• **Yönerge 1**
Listede "like x=18 y=26." geçen satırdan başlayıp "x=292 y=146" geçen satıra kadar uzanan satırları, bu iki satır da dahil olmak üzere, hiçbir şeyi değiştirmeden tekrar yaz.

• **Verilen Metin**
▼

Baştan itibaren kaleme alınsa ilginç bir hikayenin ortaya çıkmasına yol açacak kadar malzemesi bol olan bu konu; Ankara’nın hala kendisini temsil edecek bir sembol ve logo bulamamasıyla anlam kazanıyor.
Bu durumda özellikle yukarıda belirtilenlerden hareketle şu söylenebilir. Ankara’yı neyin temsil ettiği konusunda yapılan tartışmalar yanlış algı ve yargıdan kaynaklanmaktadır. Ankara ile ilgili sahip olunan bilgi doğru ve derinlikli olsaydı, değerlendirmelerde objektif kriterler kullanılsaydı ve gerekli bilgi ve beceriyle donanmış kimseler tarafından değerlendirilseydi, böyle tartışmalı bir süreç hiç inanıyorum ki yaşanmazdı…
Çünkü Ankara bir yoğurt markası değildi. Öyle olsa Finliler gibi posbıyıklı bir şahsın fotoğrafı nasılsa Ankara’yı temsil eder, diye konulabilirdi.
Ankara bir kedi veya keçi adı, ve ürünleri markası da değildi…
Çok sayıda değeri bulunan ve her birisi farklı sunumlarla vazgeçilemez hale getirilebilecek olan Ankara’da süre gelen bu tartışmaya “Ankara’yı değerli yapan nedir? sorusunu yönelterek yapmak uygun olabilir.
Ankara’yı değerli yapan nedir?
Bu soruya karşılık bulabilmek için Ankara’nın tarihi mirasını ve bu mirasın anlamını da dikkate alarak, çevremizdeki ve dünyadaki gelişmeleri değerlendirmek gerekiyor.

▲

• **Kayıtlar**
▼

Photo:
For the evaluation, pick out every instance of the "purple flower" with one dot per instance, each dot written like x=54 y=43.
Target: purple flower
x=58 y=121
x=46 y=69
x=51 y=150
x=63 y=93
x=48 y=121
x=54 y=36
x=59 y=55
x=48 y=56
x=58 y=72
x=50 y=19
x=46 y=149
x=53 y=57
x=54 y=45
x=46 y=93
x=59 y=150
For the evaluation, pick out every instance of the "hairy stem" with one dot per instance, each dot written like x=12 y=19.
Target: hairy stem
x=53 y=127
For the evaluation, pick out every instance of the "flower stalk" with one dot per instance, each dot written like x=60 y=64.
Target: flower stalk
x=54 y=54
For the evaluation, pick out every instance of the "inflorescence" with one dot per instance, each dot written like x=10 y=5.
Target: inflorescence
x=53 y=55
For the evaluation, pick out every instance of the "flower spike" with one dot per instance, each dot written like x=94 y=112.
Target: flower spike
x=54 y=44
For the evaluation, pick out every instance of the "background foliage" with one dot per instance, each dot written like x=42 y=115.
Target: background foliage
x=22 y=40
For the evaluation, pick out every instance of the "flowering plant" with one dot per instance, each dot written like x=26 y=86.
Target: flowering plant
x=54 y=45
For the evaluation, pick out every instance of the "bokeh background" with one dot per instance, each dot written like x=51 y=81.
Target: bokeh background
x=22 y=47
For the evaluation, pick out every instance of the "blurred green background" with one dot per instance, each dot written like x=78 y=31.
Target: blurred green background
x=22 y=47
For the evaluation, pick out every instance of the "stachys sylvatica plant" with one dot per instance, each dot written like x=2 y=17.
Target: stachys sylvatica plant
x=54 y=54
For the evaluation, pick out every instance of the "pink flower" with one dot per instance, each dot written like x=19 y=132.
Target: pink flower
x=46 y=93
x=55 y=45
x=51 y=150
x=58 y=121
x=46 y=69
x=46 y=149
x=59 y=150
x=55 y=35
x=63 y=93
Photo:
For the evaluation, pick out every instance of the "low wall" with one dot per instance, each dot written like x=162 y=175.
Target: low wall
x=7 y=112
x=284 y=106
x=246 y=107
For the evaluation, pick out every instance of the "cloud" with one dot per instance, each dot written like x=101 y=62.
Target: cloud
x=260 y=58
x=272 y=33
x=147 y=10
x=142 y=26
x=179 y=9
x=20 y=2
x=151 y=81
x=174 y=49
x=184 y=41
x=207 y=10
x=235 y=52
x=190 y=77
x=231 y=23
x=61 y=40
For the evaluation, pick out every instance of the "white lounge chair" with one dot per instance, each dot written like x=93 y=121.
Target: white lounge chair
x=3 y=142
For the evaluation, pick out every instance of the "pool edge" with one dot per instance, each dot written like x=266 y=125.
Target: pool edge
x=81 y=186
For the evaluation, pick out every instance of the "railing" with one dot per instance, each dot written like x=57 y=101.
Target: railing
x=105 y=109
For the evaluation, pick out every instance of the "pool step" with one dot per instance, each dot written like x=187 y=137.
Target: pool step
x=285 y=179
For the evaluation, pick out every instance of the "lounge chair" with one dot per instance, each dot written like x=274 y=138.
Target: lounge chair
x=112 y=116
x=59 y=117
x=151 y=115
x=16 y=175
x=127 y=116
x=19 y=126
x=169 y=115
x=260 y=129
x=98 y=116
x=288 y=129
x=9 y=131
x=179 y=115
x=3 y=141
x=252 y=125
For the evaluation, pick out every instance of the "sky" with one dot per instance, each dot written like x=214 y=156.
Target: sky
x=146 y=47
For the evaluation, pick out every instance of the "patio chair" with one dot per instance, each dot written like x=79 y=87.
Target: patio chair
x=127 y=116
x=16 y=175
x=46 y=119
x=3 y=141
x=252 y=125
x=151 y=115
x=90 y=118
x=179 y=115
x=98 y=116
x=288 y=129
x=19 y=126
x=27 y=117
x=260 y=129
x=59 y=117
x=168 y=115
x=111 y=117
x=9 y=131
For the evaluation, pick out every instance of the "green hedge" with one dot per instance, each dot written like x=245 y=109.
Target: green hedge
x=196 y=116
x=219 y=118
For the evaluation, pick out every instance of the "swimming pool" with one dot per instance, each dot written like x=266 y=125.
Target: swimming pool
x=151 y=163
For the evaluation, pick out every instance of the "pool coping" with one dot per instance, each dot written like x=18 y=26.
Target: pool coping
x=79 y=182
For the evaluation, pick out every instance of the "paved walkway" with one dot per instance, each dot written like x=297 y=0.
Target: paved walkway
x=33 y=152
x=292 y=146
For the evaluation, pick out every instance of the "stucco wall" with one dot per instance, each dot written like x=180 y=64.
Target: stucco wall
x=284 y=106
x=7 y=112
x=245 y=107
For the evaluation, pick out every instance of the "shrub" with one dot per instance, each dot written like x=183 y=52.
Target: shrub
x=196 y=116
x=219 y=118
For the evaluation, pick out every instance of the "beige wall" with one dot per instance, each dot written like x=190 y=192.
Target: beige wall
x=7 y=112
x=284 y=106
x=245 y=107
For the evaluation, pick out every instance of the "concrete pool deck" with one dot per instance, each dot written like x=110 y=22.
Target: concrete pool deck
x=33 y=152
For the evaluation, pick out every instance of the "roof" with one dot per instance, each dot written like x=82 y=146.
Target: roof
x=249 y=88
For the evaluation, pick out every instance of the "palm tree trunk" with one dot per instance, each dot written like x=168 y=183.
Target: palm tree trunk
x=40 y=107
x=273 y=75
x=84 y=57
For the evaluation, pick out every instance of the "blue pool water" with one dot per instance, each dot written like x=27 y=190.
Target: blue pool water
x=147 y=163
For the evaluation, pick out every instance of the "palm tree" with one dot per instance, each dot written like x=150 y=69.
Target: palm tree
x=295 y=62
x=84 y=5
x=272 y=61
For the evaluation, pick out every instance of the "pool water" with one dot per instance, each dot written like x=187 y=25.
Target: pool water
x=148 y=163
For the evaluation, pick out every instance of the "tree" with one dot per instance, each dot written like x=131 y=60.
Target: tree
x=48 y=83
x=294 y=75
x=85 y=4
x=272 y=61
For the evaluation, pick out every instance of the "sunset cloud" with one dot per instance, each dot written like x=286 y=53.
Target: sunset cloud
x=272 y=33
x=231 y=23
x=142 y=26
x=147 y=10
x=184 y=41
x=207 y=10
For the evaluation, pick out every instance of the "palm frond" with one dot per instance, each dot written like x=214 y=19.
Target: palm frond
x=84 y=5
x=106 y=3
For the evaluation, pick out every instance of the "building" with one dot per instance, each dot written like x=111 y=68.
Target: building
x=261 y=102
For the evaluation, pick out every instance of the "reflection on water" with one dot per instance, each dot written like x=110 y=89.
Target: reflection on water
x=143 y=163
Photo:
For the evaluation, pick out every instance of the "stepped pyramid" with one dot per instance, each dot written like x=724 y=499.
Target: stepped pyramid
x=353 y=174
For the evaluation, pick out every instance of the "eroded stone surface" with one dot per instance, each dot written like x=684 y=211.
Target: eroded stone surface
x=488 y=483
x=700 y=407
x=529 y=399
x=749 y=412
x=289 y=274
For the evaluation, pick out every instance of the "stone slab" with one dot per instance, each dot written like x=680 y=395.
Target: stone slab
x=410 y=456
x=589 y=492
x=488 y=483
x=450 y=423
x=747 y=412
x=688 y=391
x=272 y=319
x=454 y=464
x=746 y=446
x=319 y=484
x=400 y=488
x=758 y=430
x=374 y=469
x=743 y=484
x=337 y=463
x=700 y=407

▲

• **Yönerge 2**
Ankara'nın simgesiyle ilgili metne göre, Ankara'yı neyin temsil ettiği üzerine yapılan tartışmalar neden kaynaklanıyor? Bir ile üç cümle arasında açıkla.

• **Alıştırma Yanıtı 1**
For the evaluation, pick out every instance of the "pool coping" with one dot per instance, each dot written like x=18 y=26.
Target: pool coping
x=79 y=182
For the evaluation, pick out every instance of the "paved walkway" with one dot per instance, each dot written like x=297 y=0.
Target: paved walkway
x=33 y=152
x=292 y=146

• **Alıştırma Yanıtı 2**
Metne göre bu tartışmalar yanlış algı ve yargıdan kaynaklanıyor. Ankara hakkındaki bilgi doğru ve derinlikli olsaydı, değerlendirmelerde objektif kriterler kullanılsaydı ve değerlendirmeyi gerekli bilgi ve beceriye sahip kişiler yapsaydı, böyle tartışmalı bir süreç yaşanmazdı.